:: RECORDS FOR THIS EXERCISE ::
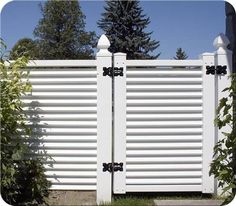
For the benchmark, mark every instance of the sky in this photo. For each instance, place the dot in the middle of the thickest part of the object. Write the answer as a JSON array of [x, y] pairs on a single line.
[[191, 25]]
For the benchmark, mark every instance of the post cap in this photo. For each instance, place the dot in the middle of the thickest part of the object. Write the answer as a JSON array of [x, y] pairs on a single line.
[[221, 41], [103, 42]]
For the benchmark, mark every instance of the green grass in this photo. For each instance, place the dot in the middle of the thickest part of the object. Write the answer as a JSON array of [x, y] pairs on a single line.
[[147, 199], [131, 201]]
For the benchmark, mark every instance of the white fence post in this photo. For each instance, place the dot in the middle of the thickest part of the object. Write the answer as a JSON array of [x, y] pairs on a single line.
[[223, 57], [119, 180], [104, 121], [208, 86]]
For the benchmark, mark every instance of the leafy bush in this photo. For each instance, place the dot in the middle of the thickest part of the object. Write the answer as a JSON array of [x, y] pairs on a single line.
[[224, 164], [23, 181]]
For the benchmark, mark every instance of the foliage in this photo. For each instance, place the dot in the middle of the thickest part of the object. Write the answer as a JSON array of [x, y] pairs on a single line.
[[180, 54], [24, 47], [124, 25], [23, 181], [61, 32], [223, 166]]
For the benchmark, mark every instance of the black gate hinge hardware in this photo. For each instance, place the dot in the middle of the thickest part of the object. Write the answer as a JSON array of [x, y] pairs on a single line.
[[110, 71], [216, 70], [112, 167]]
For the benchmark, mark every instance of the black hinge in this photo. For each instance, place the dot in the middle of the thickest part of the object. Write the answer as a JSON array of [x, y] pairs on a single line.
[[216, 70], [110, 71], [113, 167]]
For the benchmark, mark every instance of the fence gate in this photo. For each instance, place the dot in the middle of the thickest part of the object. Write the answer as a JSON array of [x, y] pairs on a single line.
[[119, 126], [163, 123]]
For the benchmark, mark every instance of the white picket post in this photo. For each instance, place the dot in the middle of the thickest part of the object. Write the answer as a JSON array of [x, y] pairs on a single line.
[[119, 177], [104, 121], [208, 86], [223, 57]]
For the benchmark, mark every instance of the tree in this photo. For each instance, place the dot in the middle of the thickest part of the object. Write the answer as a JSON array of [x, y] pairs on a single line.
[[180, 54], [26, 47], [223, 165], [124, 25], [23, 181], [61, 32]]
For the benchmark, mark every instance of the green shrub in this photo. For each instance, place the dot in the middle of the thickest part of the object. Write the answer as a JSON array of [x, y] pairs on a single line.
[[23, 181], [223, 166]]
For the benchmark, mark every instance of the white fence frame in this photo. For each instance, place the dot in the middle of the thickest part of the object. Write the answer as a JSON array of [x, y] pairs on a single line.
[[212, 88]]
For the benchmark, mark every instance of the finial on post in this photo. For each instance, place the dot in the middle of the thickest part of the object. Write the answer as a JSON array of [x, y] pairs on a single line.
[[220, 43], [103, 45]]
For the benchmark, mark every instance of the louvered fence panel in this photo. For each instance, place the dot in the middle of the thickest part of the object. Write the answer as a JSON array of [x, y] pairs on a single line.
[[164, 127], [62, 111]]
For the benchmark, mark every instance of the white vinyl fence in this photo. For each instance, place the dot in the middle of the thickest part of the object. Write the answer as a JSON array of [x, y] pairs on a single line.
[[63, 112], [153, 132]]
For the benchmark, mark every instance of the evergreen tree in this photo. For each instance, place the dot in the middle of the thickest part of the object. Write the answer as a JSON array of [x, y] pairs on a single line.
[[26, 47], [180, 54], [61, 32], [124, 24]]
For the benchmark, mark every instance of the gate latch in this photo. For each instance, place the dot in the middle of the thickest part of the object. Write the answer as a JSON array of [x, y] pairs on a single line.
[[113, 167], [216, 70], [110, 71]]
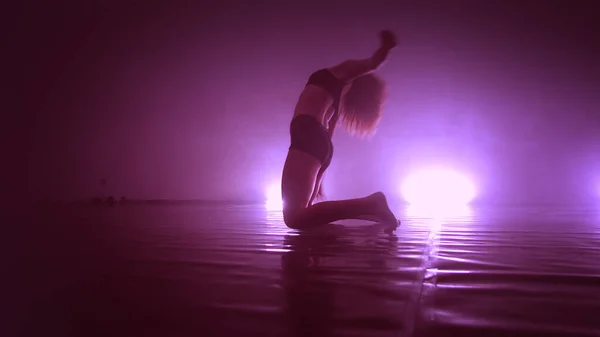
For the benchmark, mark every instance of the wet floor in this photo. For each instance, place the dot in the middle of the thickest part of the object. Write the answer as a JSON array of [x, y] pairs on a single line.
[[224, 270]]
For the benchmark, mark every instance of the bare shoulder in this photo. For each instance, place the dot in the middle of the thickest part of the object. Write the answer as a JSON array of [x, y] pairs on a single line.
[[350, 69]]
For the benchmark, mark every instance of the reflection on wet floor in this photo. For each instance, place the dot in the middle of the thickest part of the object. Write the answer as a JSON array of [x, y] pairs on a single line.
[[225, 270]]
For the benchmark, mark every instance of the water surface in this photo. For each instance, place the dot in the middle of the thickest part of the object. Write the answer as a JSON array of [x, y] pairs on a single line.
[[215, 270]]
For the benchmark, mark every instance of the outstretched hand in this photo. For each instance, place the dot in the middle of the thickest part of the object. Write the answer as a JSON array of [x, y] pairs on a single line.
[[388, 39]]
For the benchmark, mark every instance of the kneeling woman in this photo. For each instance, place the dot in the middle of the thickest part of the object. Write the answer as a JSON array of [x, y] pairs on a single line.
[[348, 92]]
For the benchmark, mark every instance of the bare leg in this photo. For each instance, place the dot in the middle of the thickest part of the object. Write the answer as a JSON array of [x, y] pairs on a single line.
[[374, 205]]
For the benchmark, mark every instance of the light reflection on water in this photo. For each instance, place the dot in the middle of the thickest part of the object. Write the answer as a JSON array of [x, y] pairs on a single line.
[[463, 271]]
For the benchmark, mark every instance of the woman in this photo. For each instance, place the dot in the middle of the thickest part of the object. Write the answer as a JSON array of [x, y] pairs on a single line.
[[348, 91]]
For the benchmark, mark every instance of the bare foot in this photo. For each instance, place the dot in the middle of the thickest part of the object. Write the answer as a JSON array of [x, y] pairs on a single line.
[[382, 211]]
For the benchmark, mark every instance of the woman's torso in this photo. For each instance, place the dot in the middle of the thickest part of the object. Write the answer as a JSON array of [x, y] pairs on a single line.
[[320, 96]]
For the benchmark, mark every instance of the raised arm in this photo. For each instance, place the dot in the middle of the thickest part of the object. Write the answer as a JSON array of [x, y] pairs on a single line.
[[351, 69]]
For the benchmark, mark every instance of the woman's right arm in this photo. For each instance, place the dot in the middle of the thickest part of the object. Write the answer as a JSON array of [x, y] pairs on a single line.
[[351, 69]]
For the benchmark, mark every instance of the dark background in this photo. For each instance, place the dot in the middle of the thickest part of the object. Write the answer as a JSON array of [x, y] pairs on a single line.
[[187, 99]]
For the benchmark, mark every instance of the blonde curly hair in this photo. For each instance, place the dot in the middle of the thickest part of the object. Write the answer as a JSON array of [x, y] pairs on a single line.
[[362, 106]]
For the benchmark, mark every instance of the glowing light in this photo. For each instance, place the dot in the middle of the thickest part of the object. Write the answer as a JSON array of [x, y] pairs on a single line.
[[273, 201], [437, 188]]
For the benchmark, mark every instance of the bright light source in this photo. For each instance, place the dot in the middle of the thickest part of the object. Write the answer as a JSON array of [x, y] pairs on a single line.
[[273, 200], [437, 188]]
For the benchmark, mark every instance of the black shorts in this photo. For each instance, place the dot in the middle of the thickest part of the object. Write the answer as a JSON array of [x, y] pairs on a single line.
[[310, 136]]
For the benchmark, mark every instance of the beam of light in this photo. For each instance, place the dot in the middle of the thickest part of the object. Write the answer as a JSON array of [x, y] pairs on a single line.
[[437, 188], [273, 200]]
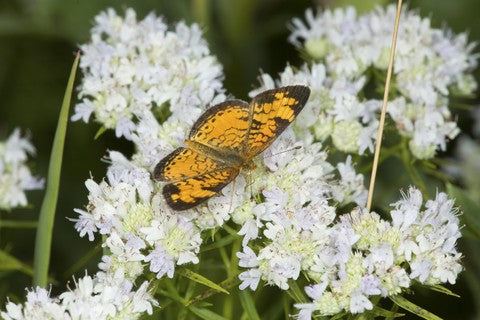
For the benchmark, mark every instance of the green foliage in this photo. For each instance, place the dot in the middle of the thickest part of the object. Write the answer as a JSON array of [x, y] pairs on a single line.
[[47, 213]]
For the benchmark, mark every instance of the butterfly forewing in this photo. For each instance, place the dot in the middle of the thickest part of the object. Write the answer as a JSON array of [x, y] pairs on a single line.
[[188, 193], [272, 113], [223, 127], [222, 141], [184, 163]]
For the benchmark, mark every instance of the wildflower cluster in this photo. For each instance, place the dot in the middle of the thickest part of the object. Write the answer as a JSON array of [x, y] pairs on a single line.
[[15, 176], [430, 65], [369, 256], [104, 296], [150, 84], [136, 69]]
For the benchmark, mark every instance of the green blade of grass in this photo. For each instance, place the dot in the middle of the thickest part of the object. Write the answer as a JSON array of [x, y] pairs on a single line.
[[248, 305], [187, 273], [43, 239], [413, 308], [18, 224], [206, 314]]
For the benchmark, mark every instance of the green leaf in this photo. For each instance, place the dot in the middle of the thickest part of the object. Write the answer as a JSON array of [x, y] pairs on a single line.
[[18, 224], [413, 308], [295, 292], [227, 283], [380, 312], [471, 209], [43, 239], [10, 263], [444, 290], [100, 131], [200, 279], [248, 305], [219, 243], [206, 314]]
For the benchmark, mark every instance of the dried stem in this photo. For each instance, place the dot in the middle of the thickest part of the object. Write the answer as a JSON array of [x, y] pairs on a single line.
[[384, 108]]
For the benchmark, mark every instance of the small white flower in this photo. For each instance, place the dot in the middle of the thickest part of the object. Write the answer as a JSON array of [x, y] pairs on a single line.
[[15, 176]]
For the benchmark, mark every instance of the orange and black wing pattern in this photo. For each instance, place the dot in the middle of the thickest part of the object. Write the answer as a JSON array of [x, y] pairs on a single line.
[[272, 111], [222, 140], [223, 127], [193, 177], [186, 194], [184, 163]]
:::
:: RECORDS FOR THIS EXERCISE ::
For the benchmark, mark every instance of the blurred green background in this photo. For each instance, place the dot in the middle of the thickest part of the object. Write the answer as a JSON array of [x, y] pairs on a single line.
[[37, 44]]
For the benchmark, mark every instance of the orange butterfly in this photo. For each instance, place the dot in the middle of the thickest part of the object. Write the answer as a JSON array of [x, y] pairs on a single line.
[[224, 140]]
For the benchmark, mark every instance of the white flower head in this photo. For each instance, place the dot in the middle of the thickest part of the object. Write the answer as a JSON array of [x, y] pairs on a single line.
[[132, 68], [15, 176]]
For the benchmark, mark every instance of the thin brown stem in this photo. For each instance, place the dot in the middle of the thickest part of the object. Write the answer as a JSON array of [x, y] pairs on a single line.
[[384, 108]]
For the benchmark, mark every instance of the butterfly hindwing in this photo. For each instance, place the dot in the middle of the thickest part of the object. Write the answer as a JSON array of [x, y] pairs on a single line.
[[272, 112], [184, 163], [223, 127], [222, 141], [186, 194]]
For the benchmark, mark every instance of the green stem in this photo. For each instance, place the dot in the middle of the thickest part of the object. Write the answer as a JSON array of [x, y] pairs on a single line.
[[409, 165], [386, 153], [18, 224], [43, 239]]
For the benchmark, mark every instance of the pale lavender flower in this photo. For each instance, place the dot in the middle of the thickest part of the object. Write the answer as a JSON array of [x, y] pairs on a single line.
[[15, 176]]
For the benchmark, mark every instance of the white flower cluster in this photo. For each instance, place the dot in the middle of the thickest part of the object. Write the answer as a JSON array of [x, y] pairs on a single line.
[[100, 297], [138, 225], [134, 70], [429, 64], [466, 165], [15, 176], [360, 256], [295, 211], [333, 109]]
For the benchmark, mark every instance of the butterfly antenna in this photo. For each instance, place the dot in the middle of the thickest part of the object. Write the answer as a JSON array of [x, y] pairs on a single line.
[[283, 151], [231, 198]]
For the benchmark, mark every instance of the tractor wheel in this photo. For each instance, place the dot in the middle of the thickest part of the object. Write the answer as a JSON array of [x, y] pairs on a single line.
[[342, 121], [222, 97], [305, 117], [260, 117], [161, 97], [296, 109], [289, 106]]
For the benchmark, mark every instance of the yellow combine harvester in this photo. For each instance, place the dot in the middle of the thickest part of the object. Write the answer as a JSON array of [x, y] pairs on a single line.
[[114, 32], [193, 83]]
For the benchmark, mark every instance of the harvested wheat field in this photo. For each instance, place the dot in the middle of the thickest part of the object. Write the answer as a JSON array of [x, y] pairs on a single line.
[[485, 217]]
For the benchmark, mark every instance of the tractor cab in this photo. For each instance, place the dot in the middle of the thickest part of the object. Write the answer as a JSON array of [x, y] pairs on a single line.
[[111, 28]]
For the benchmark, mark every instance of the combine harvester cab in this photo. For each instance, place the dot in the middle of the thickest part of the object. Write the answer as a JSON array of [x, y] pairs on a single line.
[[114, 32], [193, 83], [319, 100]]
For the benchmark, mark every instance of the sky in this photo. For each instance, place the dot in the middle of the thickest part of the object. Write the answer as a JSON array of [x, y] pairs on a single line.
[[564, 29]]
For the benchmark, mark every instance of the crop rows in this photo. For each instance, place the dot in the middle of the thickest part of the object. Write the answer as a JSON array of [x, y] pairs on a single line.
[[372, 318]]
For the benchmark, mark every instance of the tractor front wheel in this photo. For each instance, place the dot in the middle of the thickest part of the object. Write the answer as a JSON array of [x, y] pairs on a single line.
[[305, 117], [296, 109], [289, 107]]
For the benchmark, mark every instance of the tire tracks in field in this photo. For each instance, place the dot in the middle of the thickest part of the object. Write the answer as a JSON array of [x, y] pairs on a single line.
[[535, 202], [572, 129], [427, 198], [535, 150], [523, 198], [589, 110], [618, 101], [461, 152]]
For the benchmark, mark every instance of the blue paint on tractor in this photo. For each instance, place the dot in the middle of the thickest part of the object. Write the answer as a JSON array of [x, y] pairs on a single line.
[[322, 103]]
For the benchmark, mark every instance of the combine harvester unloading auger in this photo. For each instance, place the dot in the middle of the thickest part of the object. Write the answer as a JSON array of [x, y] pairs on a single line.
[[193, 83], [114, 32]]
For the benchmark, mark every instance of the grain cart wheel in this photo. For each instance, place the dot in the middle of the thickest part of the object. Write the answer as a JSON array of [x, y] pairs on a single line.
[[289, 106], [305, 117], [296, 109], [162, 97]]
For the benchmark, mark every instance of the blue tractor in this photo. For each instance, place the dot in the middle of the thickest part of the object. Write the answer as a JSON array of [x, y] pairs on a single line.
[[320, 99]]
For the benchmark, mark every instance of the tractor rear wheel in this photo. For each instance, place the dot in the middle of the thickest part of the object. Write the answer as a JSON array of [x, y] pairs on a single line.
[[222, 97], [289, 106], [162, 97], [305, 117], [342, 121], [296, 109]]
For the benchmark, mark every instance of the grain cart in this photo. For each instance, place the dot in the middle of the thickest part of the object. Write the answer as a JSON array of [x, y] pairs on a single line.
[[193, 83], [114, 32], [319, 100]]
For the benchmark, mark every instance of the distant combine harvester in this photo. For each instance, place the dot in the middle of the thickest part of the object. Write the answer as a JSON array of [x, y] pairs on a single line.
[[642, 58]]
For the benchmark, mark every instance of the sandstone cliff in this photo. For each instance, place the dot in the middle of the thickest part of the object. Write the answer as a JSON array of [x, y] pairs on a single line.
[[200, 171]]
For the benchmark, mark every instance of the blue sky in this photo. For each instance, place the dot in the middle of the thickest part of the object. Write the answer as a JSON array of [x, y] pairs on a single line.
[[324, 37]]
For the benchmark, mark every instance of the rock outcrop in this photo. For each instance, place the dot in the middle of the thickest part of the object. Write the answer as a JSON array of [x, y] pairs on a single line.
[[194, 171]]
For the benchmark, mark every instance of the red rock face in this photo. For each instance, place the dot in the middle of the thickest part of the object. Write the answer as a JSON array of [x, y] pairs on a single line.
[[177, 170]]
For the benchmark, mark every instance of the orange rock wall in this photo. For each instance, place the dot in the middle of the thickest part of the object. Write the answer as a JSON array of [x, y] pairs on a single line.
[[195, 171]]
:::
WHAT IS NEEDED:
Please report every line in the material above that contains the word "water", copying each such line in full.

WRITTEN ANSWER:
For the benchmark, mark every instance of the water surface in this photo. For each instance, place the dot in the middle of the thickest part of the object. Write the answer as a JSON array of [x, y] pairs on a single line.
For the benchmark, mark every instance of the light reflection on water in this photo. For each instance, place the dot in the middle of the thickest part of the object. Write the answer as a JSON array of [x, y] pairs on a single line.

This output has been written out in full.